→ Atividades
• A. Reescreva o trecho do artigo sobre o Integralismo que vai de "Essa declaração nos" até "Ação Integralista Brasileira!", trocando "Catolicismo" por "Cristianismo".
• B. Responda, com base no artigo sobre o Integralismo:
(i) Em que jornal a "União Cívica Evangélica" publicou sua declaração ao público?
(ii) Com que cargo Miguel Reale assinou o artigo publicado na "Ofensiva"?
(iii) Por ocasião de que data eram celebradas cerimônias em templos protestantes?
• C. Dê prosseguimento ao artigo sobre o Integralismo a partir da última frase apresentada.

--- Texto base ---

Na expectativa

 

"O Legionário" Nº 206, 23 de agosto de 1936

 

Uma certa "União Cívica Evangélica" publicou, na secção livre do "Estado de São Paulo", uma declaração ao público, da qual a parte mais interessante é a condenação que formula contra os "extremismos", isto é, contra o comunismo e o integralismo.

Essa declaração nos dá oportunidade para abordar um dos mais delicados aspectos da doutrina integralista.

A posição do Integralismo perante o Catolicismo nunca foi minuciosamente definida. Não tem faltado à Igreja, é certo, calorosas manifestações de simpatia, de alguns dos chefes integralistas. Mas essas manifestações são contrabalançadas por declarações equívocas, feitas por outros chefes.

O Sr. Miguel Reale, por exemplo, publicou, na "Ofensiva", um artigo em que, estudando a causa da guerra que a maçonaria move ao Integralismo, afirma que nenhum motivo religioso pode ser invocado como explicação. E isto simplesmente porque não há diferença entre Deus que figura no lema integralista, e o Deus que certas lojas maçônicas afetam cultuar! E note-se que Miguel Reale escreveu este artigo, com a menção expressa de que era o Chefe do Departamento de Doutrina da Ação Integralista Brasileira!

Li uma vez um artigo publicado pela "Ofensiva", escrito por um espírita, que desenvolvia uma longa argumentação para provar que seus correligionários de espiritismo nenhum motivo deveriam ter, para combater os "camisas verdes", uma vez que nada existe, na doutrina integralista, que colida com a doutrina espírita. Li, também, um longo artigo escrito por um anglicano, desenvolvendo igual tese, em relação a seus irmãos de crenças. Vi, mais de uma vez, na "Ofensiva", a notícia de cerimônias religiosas celebradas em templos protestantes, por ocasião do aniversário do Sr. Plínio Salgado, ao mesmo tempo em que os integralistas católicos assistiam Missa por SSa em igrejas de nossa Religião.

--- Dados do conjunto ---

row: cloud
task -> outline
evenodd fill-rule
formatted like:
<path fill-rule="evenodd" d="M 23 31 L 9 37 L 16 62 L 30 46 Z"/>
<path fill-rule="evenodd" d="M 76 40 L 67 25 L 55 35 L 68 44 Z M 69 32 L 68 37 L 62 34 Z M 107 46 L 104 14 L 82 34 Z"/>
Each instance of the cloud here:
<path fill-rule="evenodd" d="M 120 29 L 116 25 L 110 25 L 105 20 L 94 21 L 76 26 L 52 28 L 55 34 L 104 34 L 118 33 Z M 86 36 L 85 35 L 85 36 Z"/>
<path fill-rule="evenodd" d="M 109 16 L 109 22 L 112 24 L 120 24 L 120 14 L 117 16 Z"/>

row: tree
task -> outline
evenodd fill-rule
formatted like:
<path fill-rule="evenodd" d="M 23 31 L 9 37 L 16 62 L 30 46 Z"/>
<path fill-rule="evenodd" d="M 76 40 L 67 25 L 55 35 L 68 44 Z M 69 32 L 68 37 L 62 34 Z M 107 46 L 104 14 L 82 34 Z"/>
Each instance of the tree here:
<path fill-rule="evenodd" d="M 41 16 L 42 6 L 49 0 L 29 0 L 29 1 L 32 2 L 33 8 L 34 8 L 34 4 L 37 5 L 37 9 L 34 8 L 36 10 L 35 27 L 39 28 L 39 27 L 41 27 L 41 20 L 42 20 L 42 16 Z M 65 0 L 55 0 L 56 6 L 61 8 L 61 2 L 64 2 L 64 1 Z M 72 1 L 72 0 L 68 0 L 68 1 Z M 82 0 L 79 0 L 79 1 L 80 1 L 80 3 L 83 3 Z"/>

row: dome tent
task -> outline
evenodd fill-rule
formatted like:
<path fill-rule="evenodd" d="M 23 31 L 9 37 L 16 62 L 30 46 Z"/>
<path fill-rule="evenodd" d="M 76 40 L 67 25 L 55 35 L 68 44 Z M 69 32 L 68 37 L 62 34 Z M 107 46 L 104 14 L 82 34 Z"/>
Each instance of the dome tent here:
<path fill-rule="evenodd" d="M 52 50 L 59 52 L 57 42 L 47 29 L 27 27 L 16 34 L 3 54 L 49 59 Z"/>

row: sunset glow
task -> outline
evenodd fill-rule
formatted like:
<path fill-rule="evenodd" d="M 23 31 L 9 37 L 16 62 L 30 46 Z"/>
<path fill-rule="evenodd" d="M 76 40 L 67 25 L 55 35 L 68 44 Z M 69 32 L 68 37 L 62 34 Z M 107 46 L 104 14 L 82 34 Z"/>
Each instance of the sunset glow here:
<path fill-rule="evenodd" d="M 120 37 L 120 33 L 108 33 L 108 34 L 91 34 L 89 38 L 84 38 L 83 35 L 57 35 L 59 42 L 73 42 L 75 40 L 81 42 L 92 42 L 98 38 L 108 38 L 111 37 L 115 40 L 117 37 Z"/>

---

→ Respostas
• A.
Essa declaração nos dá oportunidade para abordar um dos mais delicados aspectos da doutrina integralista.

A posição do Integralismo perante o Cristianismo nunca foi minuciosamente definida. Não tem faltado à Igreja, é certo, calorosas manifestações de simpatia, de alguns dos chefes integralistas. Mas essas manifestações são contrabalançadas por declarações equívocas, feitas por outros chefes.

O Sr. Miguel Reale, por exemplo, publicou, na "Ofensiva", um artigo em que, estudando a causa da guerra que a maçonaria move ao Integralismo, afirma que nenhum motivo religioso pode ser invocado como explicação. E isto simplesmente porque não há diferença entre Deus que figura no lema integralista, e o Deus que certas lojas maçônicas afetam cultuar! E note-se que Miguel Reale escreveu este artigo, com a menção expressa de que era o Chefe do Departamento de Doutrina da Ação Integralista Brasileira!

• B.
(i) No "Estado de São Paulo", na secção livre.
(ii) Chefe do Departamento de Doutrina da Ação Integralista Brasileira.
(iii) O aniversário do Sr. Plínio Salgado.

• C.
Essas e muitas outras provas demonstram à saciedade que, se é verdade que o Integralismo não é ateu, é certo também que é interconfessional, e que procura observar uma estrita norma de neutralidade, nas suas relações com as diversas correntes religiosas existentes no País.

O Integralismo, pois, não é católico nem anticatólico. Teísta que é, considera por um prisma de pretensa neutralidade todas as religiões.

Penso que nenhum espírito sensato pode exigir do Sr. Plínio Salgado que só inscreva, em suas fileiras, cidadãos que sejam católicos praticantes. Essa exigência, que seria impolítica e inoportuna, teria, entre outros inconvenientes, um que seria imenso: viria criar uma confusão enorme entre a Ação Católica e a Ação Integralista. Esta é uma corrente política. Como tal, inscreve em seu programa diversas reivindicações de natureza meramente temporal. E a Igreja nunca poderia fazer oficialmente suas, a tais reivindicações, que escapam à sua esfera de ação.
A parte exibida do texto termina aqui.